Clinical records have also been used to identify pre-1981 cases. Historians have looked for unusual cases recorded in the medical literature which appear to fit the existing definition of AIDS. A surprising number of such reports exist, dating back to at least 1940 in North America and Europe. There are numerous reports of an AIDS-like syndrome which occurred in newborn children in Germany, Poland and Scandinavia, starting in 1939 and persisting until the late 1950s. The syndrome was characterised by Pneumocystis pneumonia (PCP), cytomegalovirus disease and hypergammaglobulinaemia (very high levels of antibodies), all characteristic of AIDS in newborn children today.

The Dutch researcher Jaap Goudsmit speculates that this eruption of an AIDS-like syndrome was connected to the re-use of needles in hospitals, a common practice before the development of disposable syringes in the 1960s. He also argues that it may have originated from a strain of HIV which was less harmful to adults than the forms of HIV now in circulation, and that it was introduced to Europe by German colonists returning from Cameroon prior to the outbreak of war. However, other researchers have long argued that these cases were due to malnutrition-induced immune deficiency, a point not addressed by Goudsmit. Edward Hooper's investigations suggest that all the outbreaks occurred in regions where uranium was being mined.

## Aim of the exercise
Continue the passage on early AIDS-like cases from the point where it stops.

(Region pointing data)

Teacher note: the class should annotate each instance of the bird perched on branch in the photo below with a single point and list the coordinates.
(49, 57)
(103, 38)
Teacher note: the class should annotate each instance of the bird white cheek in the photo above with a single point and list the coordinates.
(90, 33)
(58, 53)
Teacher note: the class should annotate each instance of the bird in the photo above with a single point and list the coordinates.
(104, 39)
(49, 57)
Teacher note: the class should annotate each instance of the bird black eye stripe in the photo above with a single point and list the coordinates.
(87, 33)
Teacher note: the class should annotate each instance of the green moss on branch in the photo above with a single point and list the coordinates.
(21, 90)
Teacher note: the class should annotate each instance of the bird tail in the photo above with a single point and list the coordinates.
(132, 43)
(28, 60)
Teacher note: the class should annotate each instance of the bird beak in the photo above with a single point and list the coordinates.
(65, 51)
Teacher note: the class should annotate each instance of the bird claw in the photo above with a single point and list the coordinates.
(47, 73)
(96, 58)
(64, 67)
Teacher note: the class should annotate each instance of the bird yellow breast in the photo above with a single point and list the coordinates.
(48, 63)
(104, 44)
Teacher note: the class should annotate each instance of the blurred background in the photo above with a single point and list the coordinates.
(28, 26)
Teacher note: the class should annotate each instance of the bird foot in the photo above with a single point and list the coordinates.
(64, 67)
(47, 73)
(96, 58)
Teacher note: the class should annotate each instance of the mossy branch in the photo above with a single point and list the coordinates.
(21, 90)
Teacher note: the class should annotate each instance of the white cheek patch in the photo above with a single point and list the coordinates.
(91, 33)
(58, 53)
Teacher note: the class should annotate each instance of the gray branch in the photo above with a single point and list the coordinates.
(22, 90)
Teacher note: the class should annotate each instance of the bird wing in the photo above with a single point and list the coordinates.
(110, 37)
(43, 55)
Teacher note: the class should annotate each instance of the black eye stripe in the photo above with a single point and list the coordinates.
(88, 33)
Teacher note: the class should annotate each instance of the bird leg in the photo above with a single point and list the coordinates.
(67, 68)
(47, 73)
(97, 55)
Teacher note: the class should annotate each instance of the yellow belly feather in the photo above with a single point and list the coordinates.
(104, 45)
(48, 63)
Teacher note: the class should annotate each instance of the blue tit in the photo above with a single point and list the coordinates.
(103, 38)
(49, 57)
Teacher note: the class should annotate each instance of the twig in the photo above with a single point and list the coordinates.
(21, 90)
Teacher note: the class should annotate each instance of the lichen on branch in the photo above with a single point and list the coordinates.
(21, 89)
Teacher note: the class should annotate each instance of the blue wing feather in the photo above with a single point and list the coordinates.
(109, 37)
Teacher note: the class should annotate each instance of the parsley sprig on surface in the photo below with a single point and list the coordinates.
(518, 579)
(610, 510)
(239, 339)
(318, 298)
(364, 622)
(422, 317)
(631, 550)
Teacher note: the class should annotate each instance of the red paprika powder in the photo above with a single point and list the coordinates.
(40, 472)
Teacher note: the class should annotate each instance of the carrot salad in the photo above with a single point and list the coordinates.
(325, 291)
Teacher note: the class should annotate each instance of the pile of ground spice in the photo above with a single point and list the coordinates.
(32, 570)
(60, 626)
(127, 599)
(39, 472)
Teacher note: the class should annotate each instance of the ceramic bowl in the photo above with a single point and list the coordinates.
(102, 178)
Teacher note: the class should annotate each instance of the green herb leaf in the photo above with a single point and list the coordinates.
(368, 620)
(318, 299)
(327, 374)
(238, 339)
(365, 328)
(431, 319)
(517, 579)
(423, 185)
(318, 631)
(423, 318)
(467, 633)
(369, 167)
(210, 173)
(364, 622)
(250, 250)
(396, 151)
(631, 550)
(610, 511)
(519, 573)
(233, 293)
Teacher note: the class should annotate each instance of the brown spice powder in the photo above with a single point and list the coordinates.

==

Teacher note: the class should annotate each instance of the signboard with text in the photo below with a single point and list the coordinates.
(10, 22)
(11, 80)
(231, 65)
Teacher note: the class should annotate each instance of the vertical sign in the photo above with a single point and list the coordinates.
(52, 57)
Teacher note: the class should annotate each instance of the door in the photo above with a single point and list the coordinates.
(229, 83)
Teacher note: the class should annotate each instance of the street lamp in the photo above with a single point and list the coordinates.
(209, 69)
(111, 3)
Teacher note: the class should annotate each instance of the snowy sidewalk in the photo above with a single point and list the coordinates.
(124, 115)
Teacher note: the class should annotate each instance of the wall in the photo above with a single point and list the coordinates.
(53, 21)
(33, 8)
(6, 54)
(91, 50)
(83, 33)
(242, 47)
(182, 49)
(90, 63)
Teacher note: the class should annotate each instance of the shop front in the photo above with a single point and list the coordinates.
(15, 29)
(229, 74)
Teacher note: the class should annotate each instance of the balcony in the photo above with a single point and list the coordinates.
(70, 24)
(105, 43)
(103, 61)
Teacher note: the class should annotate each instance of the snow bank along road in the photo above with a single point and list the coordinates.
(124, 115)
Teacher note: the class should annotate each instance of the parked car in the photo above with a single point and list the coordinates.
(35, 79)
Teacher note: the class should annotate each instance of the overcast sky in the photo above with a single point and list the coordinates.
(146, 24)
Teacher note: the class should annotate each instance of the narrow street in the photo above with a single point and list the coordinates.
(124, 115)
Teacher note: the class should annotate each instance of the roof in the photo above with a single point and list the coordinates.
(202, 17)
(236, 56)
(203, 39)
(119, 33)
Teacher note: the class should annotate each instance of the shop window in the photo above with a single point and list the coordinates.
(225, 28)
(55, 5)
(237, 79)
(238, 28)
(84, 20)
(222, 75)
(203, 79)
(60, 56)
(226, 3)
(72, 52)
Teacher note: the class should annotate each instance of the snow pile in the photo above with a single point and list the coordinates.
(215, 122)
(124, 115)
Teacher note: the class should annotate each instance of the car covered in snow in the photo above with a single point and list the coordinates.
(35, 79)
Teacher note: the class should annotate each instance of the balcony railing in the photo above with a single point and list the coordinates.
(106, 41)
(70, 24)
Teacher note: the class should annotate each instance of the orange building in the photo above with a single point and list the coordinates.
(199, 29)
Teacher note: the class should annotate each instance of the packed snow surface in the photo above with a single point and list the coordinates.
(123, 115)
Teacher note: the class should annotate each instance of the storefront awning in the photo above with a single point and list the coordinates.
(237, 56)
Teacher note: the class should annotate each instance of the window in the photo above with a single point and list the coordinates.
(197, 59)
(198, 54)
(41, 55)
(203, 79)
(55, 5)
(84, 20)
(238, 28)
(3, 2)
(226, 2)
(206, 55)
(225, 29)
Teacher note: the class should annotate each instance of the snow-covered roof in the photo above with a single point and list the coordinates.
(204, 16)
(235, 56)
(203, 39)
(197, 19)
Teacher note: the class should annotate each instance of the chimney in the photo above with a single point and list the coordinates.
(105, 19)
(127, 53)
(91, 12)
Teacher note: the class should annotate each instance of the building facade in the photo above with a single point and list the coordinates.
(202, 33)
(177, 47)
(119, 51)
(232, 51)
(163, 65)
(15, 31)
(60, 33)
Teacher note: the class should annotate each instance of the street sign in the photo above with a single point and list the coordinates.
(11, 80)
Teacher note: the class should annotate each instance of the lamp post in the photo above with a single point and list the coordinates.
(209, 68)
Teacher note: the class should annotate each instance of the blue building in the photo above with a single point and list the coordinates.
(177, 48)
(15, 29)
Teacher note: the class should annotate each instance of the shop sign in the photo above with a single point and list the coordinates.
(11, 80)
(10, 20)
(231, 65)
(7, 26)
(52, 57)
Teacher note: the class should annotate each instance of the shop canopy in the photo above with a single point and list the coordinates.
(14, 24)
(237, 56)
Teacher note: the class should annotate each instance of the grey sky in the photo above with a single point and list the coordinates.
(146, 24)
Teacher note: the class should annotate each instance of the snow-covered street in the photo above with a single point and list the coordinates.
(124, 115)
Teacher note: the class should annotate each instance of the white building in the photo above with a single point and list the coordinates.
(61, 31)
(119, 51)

## Reply to the exercise
There have always been rare cases of immune system collapse in humans that aren’t due to inherited immune deficiency, and cases still turn up in the literature of individuals with an AIDS-like picture of decimated T-cells but who lack risk factors and don’t test positive for HIV antibodies. This syndrome has received the name ICL (idiopathic CD4+ lymphocytopenia), meaning ‘deficit of CD4 cells of unknown origin’, and while cases are extremely rare compared with cases of AIDS, many of these early reports could be ICL, singled out for report by doctors for case report precisely because they were unusual.

Similar detailed reports do not exist for Africa, except for data concerning Kaposi's sarcoma, which became epidemic in equatorial Africa in the late 1950s. This form of KS, which took the lethal form only in about 10% of cases, was not associated with HIV or with immune suppression, and affected Africans but not Westerners resident in Africa.

A dozen or so cases of AIDS-like illness have been identified by Edward Hooper in Kinshasa, Rwanda and parts of the Congo, the earliest properly documented case having been diagnosed in 1962. African doctors tend to agree that AIDS did not appear in Africa on a growing scale before the late 1970s, and that it became epidemic only in the early 1980s. In the early years of the epidemic the syndrome was known as `Slim' in Uganda and other central African countries; it first appeared in Uganda on the north shores of Lake Victoria, in Burundi and Rwanda (states to the west of Lake Victoria), and in Kinshasa (the capital of Zaire), which lies at the crossroads of trade routes linking East Africa, West Africa, Angola and Zaire.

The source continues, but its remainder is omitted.